Given problem =
Copy the stretch of the listing below from the line containing "window trim, one point per instance." through the line containing "[[619, 351], [82, 398]]", substituting "Indicate" for every "Point out" and keeping everything else the same.

Collected data
——
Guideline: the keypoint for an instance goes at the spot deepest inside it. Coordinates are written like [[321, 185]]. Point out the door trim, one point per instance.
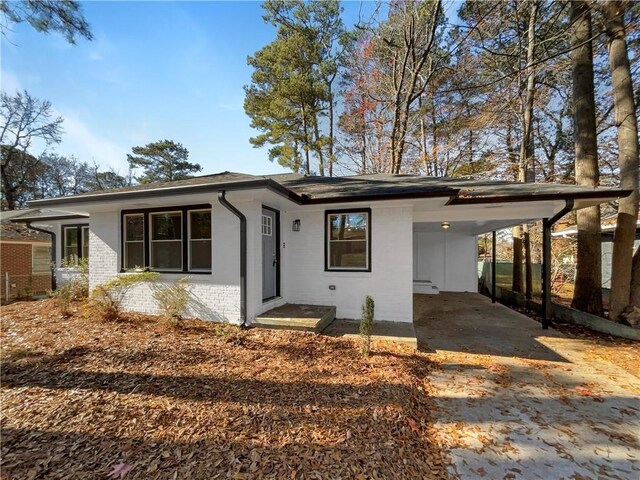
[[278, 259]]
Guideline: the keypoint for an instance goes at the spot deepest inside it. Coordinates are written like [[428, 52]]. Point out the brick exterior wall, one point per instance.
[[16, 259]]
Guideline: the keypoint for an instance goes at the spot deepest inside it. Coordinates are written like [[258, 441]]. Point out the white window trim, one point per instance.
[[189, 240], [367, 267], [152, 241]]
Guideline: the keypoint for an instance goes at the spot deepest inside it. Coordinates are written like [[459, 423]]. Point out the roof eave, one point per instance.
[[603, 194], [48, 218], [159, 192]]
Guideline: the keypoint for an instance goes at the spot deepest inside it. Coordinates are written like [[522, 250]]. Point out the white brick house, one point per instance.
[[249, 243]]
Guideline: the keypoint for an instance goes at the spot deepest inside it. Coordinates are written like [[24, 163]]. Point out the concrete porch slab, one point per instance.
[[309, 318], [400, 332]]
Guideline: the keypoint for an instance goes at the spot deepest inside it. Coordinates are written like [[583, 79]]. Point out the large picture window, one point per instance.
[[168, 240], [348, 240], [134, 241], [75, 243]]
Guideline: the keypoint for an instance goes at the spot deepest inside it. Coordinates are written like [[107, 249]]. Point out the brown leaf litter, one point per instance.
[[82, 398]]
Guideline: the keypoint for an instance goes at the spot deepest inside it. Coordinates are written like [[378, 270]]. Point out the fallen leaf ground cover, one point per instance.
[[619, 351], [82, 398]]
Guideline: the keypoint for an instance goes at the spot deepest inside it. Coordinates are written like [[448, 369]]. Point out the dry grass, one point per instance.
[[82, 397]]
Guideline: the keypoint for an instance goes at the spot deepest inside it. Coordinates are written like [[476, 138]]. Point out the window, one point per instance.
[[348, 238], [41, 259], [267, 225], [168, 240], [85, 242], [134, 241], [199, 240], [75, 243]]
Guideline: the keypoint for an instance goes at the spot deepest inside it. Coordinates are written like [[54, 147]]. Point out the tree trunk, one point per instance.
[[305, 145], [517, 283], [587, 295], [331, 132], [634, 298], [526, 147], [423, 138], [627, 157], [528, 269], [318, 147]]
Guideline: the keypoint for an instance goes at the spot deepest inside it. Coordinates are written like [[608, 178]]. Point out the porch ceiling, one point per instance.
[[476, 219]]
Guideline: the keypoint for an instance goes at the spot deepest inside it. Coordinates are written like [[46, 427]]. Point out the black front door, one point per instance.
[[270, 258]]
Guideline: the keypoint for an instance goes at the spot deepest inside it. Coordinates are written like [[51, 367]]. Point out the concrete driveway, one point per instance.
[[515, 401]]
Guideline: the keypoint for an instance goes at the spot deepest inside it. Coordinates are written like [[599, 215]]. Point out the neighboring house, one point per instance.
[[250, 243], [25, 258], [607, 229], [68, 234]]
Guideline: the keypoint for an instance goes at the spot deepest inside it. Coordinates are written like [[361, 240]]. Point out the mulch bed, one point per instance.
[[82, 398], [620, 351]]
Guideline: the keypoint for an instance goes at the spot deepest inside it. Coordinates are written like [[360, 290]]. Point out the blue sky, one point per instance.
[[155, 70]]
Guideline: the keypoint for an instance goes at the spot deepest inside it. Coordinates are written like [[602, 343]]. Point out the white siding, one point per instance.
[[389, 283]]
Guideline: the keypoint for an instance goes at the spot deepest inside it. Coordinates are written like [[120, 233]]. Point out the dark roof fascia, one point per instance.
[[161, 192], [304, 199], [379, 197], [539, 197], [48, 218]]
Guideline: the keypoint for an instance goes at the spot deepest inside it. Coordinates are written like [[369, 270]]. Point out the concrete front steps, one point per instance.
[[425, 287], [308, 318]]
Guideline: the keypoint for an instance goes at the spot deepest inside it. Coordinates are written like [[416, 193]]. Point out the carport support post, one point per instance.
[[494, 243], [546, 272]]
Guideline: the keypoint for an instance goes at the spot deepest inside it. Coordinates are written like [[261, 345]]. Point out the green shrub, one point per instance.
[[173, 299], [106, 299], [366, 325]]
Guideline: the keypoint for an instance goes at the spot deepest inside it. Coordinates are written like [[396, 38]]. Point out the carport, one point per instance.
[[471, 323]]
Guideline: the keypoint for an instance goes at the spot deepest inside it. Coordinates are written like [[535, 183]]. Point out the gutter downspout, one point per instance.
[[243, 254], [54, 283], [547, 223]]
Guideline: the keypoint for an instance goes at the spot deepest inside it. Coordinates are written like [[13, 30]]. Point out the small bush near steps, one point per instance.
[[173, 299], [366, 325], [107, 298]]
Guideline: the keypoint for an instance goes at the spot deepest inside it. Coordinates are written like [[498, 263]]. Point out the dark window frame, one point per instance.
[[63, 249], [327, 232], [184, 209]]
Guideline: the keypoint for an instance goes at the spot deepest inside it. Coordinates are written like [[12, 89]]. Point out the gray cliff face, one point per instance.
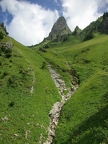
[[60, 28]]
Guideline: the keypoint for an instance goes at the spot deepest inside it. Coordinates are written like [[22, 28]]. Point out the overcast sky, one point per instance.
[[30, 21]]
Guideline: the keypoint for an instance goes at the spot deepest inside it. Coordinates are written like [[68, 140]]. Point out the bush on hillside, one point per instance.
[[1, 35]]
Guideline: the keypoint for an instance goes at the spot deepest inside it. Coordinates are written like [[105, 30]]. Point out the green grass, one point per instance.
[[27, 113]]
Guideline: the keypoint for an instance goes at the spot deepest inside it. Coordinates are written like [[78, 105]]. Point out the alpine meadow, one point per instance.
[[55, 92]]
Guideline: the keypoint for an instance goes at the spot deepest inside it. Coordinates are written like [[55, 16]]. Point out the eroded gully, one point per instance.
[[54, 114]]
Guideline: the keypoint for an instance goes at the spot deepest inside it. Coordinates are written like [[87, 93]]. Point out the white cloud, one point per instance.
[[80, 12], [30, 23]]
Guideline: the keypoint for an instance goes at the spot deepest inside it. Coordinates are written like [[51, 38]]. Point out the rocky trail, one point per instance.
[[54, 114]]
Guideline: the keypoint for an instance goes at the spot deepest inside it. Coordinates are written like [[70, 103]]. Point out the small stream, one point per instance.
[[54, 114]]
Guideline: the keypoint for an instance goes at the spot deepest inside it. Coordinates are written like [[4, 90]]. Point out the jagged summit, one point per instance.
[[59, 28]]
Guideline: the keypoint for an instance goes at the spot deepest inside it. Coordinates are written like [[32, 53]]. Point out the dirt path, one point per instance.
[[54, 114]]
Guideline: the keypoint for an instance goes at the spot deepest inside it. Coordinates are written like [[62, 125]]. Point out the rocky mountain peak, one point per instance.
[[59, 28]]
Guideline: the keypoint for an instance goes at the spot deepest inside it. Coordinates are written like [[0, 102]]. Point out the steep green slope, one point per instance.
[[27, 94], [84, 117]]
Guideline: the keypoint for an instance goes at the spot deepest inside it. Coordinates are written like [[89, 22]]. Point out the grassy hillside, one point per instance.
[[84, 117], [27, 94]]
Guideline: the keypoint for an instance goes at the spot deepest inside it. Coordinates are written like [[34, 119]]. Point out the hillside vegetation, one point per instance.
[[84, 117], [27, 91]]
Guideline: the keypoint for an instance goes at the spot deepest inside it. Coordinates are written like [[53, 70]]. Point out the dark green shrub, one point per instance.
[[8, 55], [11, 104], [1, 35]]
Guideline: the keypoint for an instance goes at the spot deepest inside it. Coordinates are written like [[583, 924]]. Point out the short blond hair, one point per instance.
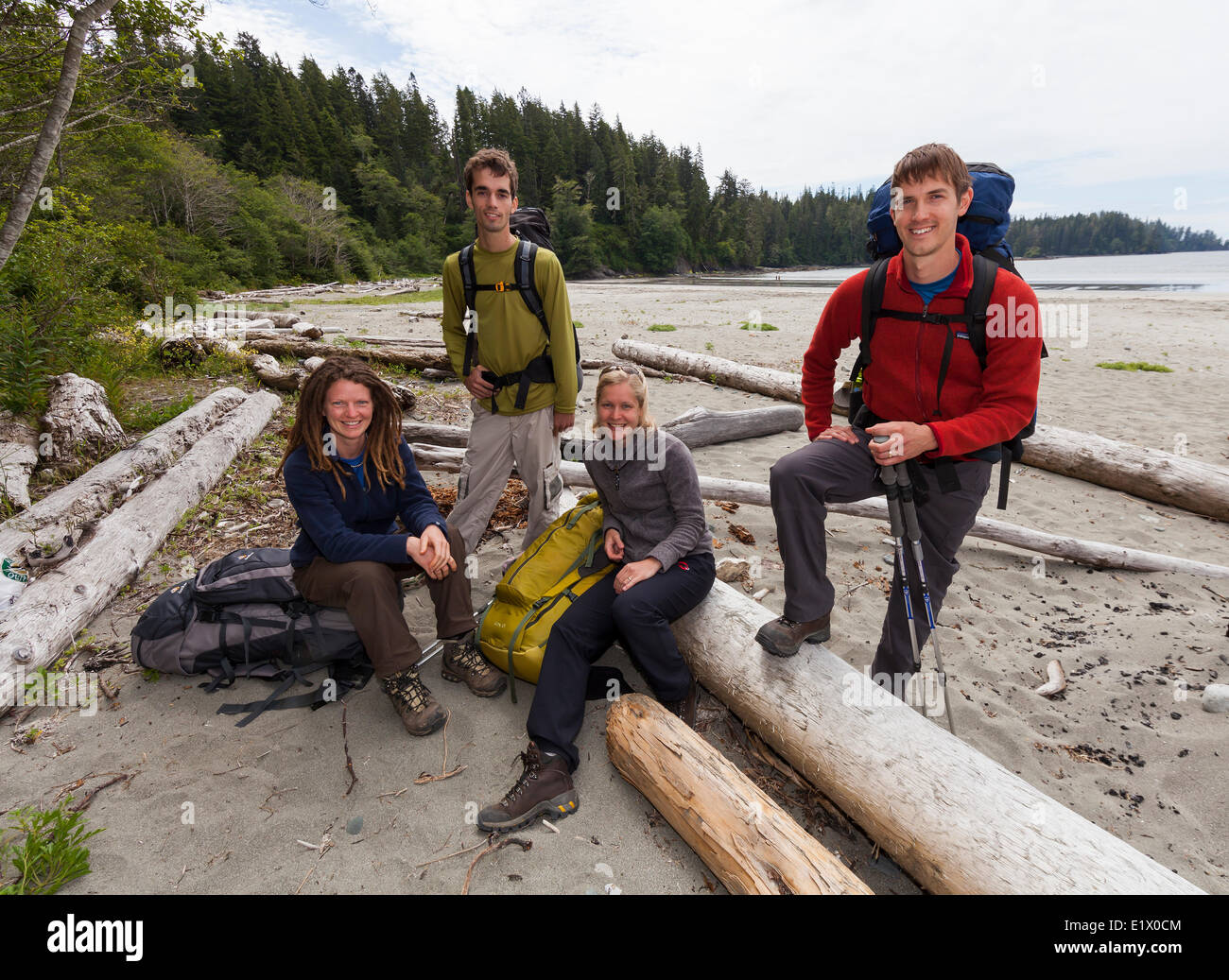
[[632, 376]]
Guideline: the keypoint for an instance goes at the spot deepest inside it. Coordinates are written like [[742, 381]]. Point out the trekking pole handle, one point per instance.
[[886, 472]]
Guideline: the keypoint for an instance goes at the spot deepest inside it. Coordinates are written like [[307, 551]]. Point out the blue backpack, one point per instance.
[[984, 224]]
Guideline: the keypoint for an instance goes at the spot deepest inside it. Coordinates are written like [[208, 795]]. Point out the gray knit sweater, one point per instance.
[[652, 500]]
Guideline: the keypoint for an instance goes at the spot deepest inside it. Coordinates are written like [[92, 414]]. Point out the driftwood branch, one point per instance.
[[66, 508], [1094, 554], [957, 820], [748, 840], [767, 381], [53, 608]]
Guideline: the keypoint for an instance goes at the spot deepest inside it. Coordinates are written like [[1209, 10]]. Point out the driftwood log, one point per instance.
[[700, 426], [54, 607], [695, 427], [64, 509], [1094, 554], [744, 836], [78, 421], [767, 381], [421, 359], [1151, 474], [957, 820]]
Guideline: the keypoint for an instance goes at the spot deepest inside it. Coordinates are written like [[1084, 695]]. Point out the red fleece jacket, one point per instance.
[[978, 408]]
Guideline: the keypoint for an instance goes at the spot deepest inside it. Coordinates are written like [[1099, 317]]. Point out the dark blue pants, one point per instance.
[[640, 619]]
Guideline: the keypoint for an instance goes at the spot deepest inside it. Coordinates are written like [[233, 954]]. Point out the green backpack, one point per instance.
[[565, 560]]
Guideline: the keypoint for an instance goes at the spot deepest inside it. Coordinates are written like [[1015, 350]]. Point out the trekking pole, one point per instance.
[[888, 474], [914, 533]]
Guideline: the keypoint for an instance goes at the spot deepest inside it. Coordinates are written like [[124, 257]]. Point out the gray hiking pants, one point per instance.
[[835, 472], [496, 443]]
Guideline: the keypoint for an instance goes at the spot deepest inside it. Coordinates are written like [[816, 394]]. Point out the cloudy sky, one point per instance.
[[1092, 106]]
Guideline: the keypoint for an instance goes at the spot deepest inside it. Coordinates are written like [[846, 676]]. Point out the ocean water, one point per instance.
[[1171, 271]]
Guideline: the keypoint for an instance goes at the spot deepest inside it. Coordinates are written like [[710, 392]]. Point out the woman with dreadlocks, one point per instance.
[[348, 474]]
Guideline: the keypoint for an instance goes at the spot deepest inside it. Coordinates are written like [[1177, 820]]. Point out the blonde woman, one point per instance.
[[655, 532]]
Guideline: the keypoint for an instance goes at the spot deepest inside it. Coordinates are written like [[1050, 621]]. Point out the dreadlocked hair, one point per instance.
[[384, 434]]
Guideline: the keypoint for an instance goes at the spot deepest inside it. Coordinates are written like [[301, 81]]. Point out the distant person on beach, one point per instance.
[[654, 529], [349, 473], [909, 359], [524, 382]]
——
The completed task =
Guideline: the keypoint for an instance goes at the spot deepest inside it. Coordinates are written like [[258, 441]]. Indicate the white window trim, one point per instance.
[[189, 240], [367, 267], [152, 241]]
Guideline: the keypoint for an instance goes at the spot deepest inside it. Coordinates are written like [[459, 423]]. Indicate the roof eave, one point per instance.
[[603, 194], [48, 218], [159, 192]]
Guideline: the keypoint for an instance goes at the spot deepest inside it. Coordinates are written like [[522, 250]]. Indicate the white brick house, one point per instance.
[[249, 243]]
Guideline: the keypoint for an instance goes at the spot deepest inside it. Coordinates are written like [[24, 163]]. Indicate the concrete porch slab, one point per instance.
[[309, 318], [400, 332]]
Guideline: the keypoint for an instance goes at the spot deepest inside it. Coordinates are written like [[583, 79]]. Indicate the large picture window, one point per instance.
[[168, 240], [348, 240], [134, 241], [75, 243]]
Guideline: the keypoint for an instance goes at the spot deepest inside it. Coordinates are written like [[107, 249]]. Indicate the brown leaf litter, one point per instance.
[[82, 398]]
Guideline: the keypoint for an instance goes at the spot deepest inside it. Coordinates are written like [[378, 270]]. Indicate the fallen leaf ground cover, one point per instance.
[[619, 351], [82, 398]]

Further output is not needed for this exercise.